WHAT TO DO:
[A] In the protein denaturation text, condense the paragraph beginning "All proteins in a living system" into a shorter version that keeps its main facts.
[B] Reproduce the protein denaturation text between "The process that" and "its biological activity.", inclusive, renaming "proteins" to "polypeptides".

PROVIDED PASSAGE:
*** Begin section ***
All proteins in a living system possess definite configuration and biological activity. A protein found in a living system with definite configuration and biological activity is called a native protein. When a protein in its native form is subjected to physical change such as change in
temperature, addition of solvents miscible with water or chemical change such as addition of acids, alkalies or salts, the hydrogen bonds are disturbed. As a result, globules unfold
and helix get uncoiled and protein loses its biological activity and gets coagulated. The proteins in this state are said to be denatured.
The process that brings about changes in physical as well, as biological properties of the proteins is called denaturation of proteins.
Some important features of denaturation are
i. Chemically, denaturation does not change the primary structure but changes the secondary and tertiary structures of proteins.
ii. Denaturation of proteins can be caused by changes in pH, temperature or by adding other denaturating agents.
iii. Denatured protein loses its biological activity.
*** End section ***
MATERIAL PROVIDED:
*** Begin section ***
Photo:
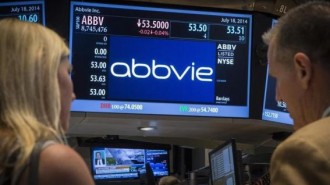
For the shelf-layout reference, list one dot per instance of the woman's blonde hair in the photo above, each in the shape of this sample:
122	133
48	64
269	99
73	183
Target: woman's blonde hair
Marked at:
29	91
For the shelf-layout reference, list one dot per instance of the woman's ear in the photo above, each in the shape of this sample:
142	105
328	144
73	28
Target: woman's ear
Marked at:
303	69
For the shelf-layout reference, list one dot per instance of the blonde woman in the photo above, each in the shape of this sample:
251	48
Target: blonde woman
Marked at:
35	98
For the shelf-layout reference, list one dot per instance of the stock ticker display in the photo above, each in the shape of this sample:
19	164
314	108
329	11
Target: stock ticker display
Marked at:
274	110
31	11
160	60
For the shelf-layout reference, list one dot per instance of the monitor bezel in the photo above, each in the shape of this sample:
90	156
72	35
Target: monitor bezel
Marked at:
231	142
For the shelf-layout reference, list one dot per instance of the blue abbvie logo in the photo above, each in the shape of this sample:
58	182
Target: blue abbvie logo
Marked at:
152	69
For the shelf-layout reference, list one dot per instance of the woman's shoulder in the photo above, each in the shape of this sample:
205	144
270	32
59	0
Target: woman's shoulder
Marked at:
60	164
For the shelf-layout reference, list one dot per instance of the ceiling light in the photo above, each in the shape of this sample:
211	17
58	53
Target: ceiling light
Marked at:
*** End section ***
TASK ANSWERS:
[A] A native protein is one in a living system that has a definite configuration and biological activity. Physical changes, such as changes in temperature or the addition of water-miscible solvents, and chemical changes, such as the addition of acids, alkalies or salts, disturb its hydrogen bonds. The globules then unfold and the helix uncoils, so the protein loses its biological activity and coagulates. A protein in this state is called denatured.

[B]
The process that brings about changes in physical as well, as biological properties of the polypeptides is called denaturation of polypeptides.
Some important features of denaturation are
i. Chemically, denaturation does not change the primary structure but changes the secondary and tertiary structures of polypeptides.
ii. Denaturation of polypeptides can be caused by changes in pH, temperature or by adding other denaturating agents.
iii. Denatured protein loses its biological activity.